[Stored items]
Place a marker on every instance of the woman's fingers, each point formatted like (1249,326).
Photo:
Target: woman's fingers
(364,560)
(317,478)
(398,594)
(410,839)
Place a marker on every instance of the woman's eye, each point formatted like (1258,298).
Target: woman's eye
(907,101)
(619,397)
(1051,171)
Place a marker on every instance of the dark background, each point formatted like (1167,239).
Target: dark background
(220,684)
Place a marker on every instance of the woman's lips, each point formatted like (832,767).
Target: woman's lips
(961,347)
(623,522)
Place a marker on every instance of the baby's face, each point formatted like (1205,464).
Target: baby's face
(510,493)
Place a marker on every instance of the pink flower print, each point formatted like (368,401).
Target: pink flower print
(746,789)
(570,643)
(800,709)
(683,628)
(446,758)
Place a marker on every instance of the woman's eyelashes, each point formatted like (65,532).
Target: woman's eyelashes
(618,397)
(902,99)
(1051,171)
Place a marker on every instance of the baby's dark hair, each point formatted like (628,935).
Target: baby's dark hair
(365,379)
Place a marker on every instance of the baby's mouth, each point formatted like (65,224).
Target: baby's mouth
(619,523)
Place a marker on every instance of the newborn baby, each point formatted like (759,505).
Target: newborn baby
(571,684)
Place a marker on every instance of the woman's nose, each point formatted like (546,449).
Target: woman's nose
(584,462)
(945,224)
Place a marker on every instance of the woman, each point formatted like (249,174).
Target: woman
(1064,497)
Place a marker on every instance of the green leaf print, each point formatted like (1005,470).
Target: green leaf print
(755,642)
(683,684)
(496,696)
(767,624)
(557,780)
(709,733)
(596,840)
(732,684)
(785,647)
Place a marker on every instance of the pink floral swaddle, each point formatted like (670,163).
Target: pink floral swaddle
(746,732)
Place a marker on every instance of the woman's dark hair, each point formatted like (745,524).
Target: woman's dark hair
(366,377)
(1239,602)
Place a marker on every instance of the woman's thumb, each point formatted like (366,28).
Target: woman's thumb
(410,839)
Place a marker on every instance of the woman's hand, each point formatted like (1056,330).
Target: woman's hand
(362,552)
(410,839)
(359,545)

(Problem details) Each entry above is to be set down again in exactly the same words.

(Task output)
Place a marker on every instance of the woman's fingers, each point formatted like (1249,326).
Photo:
Target: woman's fingers
(364,560)
(317,478)
(398,594)
(410,839)
Place a marker on every instance of the woman's eye, each point formatted like (1258,298).
Target: woman's eye
(907,101)
(619,397)
(1051,171)
Place a marker on every instance of the dark background, each point formatted like (1167,239).
Target: dark background
(220,684)
Place a marker on every instance of the woman's lips, each point formatted like (832,767).
Target: woman's lips
(961,347)
(623,522)
Place a marker on every instance of the baby's face, each point formatted like (1205,464).
Target: baby's face
(510,493)
Place a marker on every instance of the pink flower print, each point formatted like (368,401).
Target: pink flower print
(746,789)
(570,643)
(800,709)
(683,628)
(446,758)
Place a marker on every instance of the woman's eyelashes, each point formatted like (65,532).
Target: woman's eyelashes
(618,397)
(902,99)
(1051,171)
Place a marker on every instance of the baby's dark hair, each point formatted like (628,935).
Target: baby's dark hair
(365,379)
Place a marker on every instance of the baby's mouth, each point formatted like (65,224).
Target: baby's mouth
(619,523)
Place a marker on every instance of the newborn baby, each point formatted like (759,505).
Target: newborn baby
(571,684)
Place a marker on every instance of the woman's nose, each point formatted like (546,449).
Target: woman's nose
(584,462)
(945,224)
Place a marker on every instance of the woman, each point formatted like (249,174).
Target: woman
(1064,497)
Place a marker on every instance of the green leaf print, each point formatted like (1005,470).
Target: green leaf print
(755,642)
(683,684)
(496,696)
(767,624)
(557,780)
(709,733)
(596,840)
(732,684)
(785,647)
Place a marker on every instance of the pink floral swaddle, each point formatted like (670,163).
Target: pink floral swaddle
(746,732)
Place a marker on every instance of the woman's dark hair, each point formatted like (745,524).
Target: woman's dark hair
(366,377)
(1239,602)
Place a marker on every instance of the woman's thumb, each point formatted like (366,28).
Target: woman's thumb
(410,839)
Place a marker on every instance of the woman's hand, each point formatted like (1056,330).
Target: woman's hand
(362,552)
(410,839)
(359,545)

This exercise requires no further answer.